* _Aim_: Retype all of the data. Every line must match exactly.

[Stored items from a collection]
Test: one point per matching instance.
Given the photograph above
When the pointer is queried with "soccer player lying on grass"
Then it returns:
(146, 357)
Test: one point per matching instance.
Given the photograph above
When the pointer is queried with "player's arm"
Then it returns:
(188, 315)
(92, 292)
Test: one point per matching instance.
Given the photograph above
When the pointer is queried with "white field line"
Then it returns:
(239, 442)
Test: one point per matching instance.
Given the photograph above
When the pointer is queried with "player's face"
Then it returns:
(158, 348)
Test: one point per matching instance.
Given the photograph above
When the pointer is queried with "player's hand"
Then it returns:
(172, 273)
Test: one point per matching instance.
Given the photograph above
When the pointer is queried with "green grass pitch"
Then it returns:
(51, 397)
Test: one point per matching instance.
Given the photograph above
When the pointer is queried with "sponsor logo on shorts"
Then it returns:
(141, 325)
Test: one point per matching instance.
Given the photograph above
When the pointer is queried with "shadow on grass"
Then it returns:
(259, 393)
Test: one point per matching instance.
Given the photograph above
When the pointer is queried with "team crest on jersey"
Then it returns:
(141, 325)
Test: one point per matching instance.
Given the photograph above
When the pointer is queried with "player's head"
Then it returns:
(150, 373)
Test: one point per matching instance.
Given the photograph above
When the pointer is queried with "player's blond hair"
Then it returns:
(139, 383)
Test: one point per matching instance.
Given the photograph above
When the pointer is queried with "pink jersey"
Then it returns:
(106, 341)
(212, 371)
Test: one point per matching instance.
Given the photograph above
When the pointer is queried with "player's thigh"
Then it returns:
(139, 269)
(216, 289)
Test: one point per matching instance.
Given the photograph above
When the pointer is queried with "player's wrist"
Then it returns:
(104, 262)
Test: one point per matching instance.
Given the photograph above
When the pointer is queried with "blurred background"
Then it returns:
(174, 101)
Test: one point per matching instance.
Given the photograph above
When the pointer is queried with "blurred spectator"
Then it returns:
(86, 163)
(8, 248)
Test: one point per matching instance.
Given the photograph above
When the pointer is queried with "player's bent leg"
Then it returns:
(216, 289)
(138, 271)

* _The output_:
Test: one point per matching instance.
Given the photograph above
When the pointer is queried with "soccer player lying on grass"
Then it returns:
(146, 357)
Test: one point per matching instance.
Given the photograph above
When the pointer is queried with "player's arm"
Then it returns:
(188, 315)
(92, 292)
Test: one point per matching instance.
Given the photograph above
When the pointer is queried with "white field line"
Then it returns:
(239, 442)
Test: one point per matching instance.
Given the photograph above
When the pointer is queried with "player's face"
Then it returns:
(158, 348)
Test: one point per matching instance.
Given the photograph above
When the pointer is queried with "player's hand"
Then it returns:
(172, 273)
Test: one point per matching instance.
Given the photograph above
When the pointer is queried with "green grass pitch"
Then it returns:
(51, 397)
Test: one point per matching instance.
Given the photograph above
When the pointer is queried with "sponsor logo on shorts"
Then it returns:
(141, 325)
Test: one point per matching instance.
Given the photograph above
When the pointer is queried with "shadow on grass"
Then it returns:
(259, 393)
Test: one point per matching instance.
Given the photograph above
When the pointer is queried with "team crest on jersey"
Then it returns:
(141, 325)
Test: one point per matching instance.
Given the photograph above
When the pointer is queried with "player's head"
Then it returns:
(150, 373)
Test: one point per matching instance.
Given the photograph above
When the pointer is queried with "player's blond hair"
Then it returns:
(139, 383)
Test: one point per matching instance.
Given the photograph above
When the pointer is queried with "pink jersey"
Then it returns:
(106, 341)
(212, 371)
Test: one point per matching instance.
Given the photograph above
When the pointer is queried with "player's thigh"
Then it returns:
(139, 269)
(216, 289)
Test: one point per matching instance.
Given the photograph above
When the pointer is queried with "player's wrist"
Then it returns:
(104, 262)
Test: one point per matching instance.
Given the photograph above
When the pointer is queried with "blurred background"
Then it returns:
(174, 101)
Test: one point per matching instance.
Given the photograph above
When the pointer is queried with "blurred spectator"
Then it returns:
(86, 163)
(8, 248)
Test: one point per matching instance.
Given the photograph above
When the pointer is queried with "player's bent leg"
Then it returns:
(216, 289)
(138, 271)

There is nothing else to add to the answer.